_Passage:_
This window into our own work is expanding our networks and relationships across states and content areas.

This window into our own work is expanding our networks and relationships across states and content areas. We are discovering other educators working on similar tasks or with similar challenges with whom we are able to engage in collaborative discussion. We are no longer limited by our own educational networks as the hashtag is enabling us to find and follow others taking part in the conversation.

Windows into our own work can be both illuminating and difficult to provide, as many of us are discovering throughout this endeavor. We have been comforted by glimpses of honesty from the classrooms of colleagues and peers who struggle with similar classroom and pedagogical difficulties. Yet, we also are finding that opening up our practice through this format challenges us in ways that extend beyond the logistic difficulties of remembering our daily posts. We struggle some days to represent our work positively—after all, even for the most engaging of instructors, not all teaching and learning is gloriously successful, novel, or exciting. What if I’m not doing something “cool” today we wondered. Observing the posts of others sharing successes after a day of our own struggles challenges us to maintain a positive outlook on our own teaching and to use the opportunity to look for successes, rather than to compare ourselves with others. As 2014 Fellow Michelle Vanhala experienced,

One of my first engineering projects with students felt like a disaster when the students’ designs weren’t successful in the limited time they were given. Sharing this insight on Twitter was both humbling and reassuring; as I reminded students the next day, failure is okay as long as we learn from our mistakes.

Just as we are experiencing the benefits of the broad Twitter platform in enlarging our collaborative community, we have been confronted by the dilemma of the undefined audience. How can we maintain privacy for our students and our schools in appropriate ways? Different school districts have a wide variety of policies ranging from no pictures and sharing of documents whatsoever to encouraging teachers to share their photos and student work to promote the school. Each of us have found our own way to navigate this complex issue, ranging from only sharing worksheets to just including the backs of students’ heads.

We also question to what degree it is acceptable to engage in reflection about our own challenges considering that our posts are open to the view of our students and our administrators, who are also our evaluators. We are finding that the #teach180 platform is not a replacement for other forms of critical reflection, in which the norms of collaboration and expectations of trust are more defined. For many of us, this represents an opportunity to expand our own comfort zones in the face of these challenges; as we open up the window to our practice, even just slightly further, we practice using our voices as early-career educators engaging in a larger discussion about teaching.

_Short task 1:_ Rewrite everything in the records from the line containing "[tag] cone-shaped woven" down to the end as a numbered list. Skip blank lines and leave the pictures out.

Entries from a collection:
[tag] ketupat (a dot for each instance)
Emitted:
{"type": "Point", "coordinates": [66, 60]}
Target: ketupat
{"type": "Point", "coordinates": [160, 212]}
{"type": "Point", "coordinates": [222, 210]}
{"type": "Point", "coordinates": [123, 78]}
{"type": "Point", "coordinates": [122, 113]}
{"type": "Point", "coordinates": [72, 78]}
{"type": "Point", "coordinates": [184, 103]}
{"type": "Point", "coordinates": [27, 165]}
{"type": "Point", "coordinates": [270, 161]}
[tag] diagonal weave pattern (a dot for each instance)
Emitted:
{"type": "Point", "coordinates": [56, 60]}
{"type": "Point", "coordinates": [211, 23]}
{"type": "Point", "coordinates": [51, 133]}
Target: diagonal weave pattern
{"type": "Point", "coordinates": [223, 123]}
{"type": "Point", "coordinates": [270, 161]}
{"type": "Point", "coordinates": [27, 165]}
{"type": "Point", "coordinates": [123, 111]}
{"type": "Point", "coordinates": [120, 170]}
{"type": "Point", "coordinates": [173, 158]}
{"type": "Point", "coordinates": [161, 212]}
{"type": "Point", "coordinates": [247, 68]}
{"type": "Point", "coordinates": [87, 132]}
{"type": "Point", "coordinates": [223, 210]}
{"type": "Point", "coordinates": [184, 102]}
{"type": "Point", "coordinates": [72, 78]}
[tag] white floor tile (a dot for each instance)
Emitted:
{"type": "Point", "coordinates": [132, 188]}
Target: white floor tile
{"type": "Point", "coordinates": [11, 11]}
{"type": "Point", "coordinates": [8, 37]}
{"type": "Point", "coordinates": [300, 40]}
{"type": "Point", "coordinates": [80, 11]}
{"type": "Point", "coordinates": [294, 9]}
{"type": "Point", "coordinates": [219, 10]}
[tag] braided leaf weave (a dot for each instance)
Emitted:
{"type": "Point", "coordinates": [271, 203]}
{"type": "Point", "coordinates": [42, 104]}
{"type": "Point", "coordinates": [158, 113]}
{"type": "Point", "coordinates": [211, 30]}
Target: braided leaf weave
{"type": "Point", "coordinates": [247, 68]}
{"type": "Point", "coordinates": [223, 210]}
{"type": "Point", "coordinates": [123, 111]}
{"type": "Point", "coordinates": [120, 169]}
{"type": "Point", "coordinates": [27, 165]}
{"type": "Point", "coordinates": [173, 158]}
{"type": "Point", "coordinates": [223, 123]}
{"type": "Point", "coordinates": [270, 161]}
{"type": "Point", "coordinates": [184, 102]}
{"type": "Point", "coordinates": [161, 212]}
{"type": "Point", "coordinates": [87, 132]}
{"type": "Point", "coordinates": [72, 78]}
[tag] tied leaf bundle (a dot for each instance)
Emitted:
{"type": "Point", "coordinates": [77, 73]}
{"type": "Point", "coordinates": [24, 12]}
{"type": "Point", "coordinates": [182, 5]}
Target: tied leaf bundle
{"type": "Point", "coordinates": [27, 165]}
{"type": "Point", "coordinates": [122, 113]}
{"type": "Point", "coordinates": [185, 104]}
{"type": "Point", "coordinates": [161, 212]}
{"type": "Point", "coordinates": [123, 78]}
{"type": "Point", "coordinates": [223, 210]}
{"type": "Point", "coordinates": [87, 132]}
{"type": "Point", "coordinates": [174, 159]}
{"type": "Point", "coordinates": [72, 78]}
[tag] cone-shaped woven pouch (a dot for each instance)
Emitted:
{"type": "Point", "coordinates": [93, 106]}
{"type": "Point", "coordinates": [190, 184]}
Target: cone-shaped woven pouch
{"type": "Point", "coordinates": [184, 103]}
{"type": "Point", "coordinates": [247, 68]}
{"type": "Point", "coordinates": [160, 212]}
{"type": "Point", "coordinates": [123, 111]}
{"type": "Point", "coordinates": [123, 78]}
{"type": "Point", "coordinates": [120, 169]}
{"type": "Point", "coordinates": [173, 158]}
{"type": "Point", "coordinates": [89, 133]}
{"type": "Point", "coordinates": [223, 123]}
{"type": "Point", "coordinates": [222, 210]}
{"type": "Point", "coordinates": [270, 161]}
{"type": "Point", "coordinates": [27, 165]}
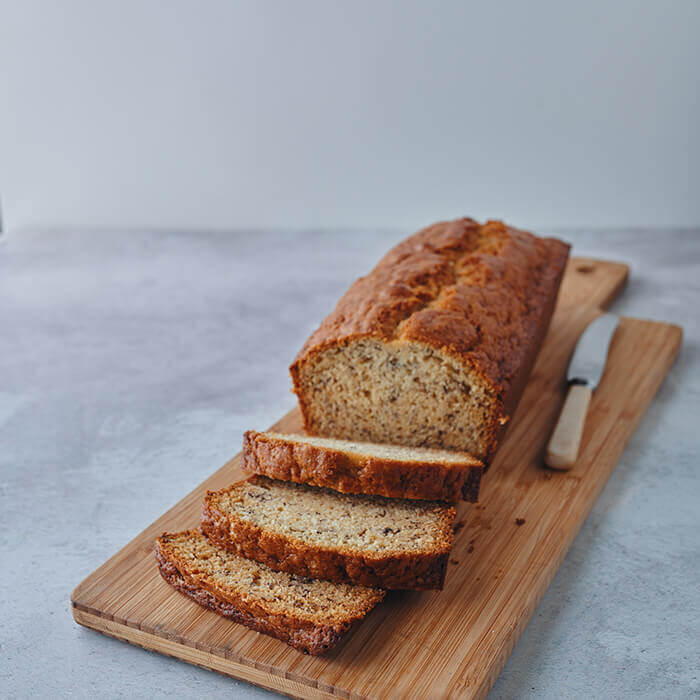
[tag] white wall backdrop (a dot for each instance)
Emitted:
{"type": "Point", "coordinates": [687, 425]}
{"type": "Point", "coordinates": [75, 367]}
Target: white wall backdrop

_Short task 2:_ Based on the passage about #teach180, is each statement true? (a) The hashtag lets the authors find and follow others in the conversation. (b) School districts share a single policy on pictures. (c) The #teach180 platform replaces other forms of critical reflection.

_Written solution 1:_
1. [tag] cone-shaped woven pouch (a dot for each instance)
2. Emitted:
3. {"type": "Point", "coordinates": [93, 106]}
4. {"type": "Point", "coordinates": [190, 184]}
5. Target: cone-shaped woven pouch
6. {"type": "Point", "coordinates": [184, 103]}
7. {"type": "Point", "coordinates": [247, 68]}
8. {"type": "Point", "coordinates": [160, 212]}
9. {"type": "Point", "coordinates": [123, 111]}
10. {"type": "Point", "coordinates": [123, 78]}
11. {"type": "Point", "coordinates": [120, 169]}
12. {"type": "Point", "coordinates": [173, 158]}
13. {"type": "Point", "coordinates": [89, 133]}
14. {"type": "Point", "coordinates": [223, 123]}
15. {"type": "Point", "coordinates": [222, 210]}
16. {"type": "Point", "coordinates": [270, 161]}
17. {"type": "Point", "coordinates": [27, 165]}
18. [tag] white wall backdrop (a dot for each instance)
19. Emitted:
20. {"type": "Point", "coordinates": [687, 425]}
21. {"type": "Point", "coordinates": [75, 367]}
22. Target: white wall backdrop

_Written solution 2:_
(a) Yes: "the hashtag is enabling us to find and follow others taking part in the conversation"
(b) No: "Different school districts have a wide variety of policies"
(c) No: "the #teach180 platform is not a replacement for other forms of critical reflection"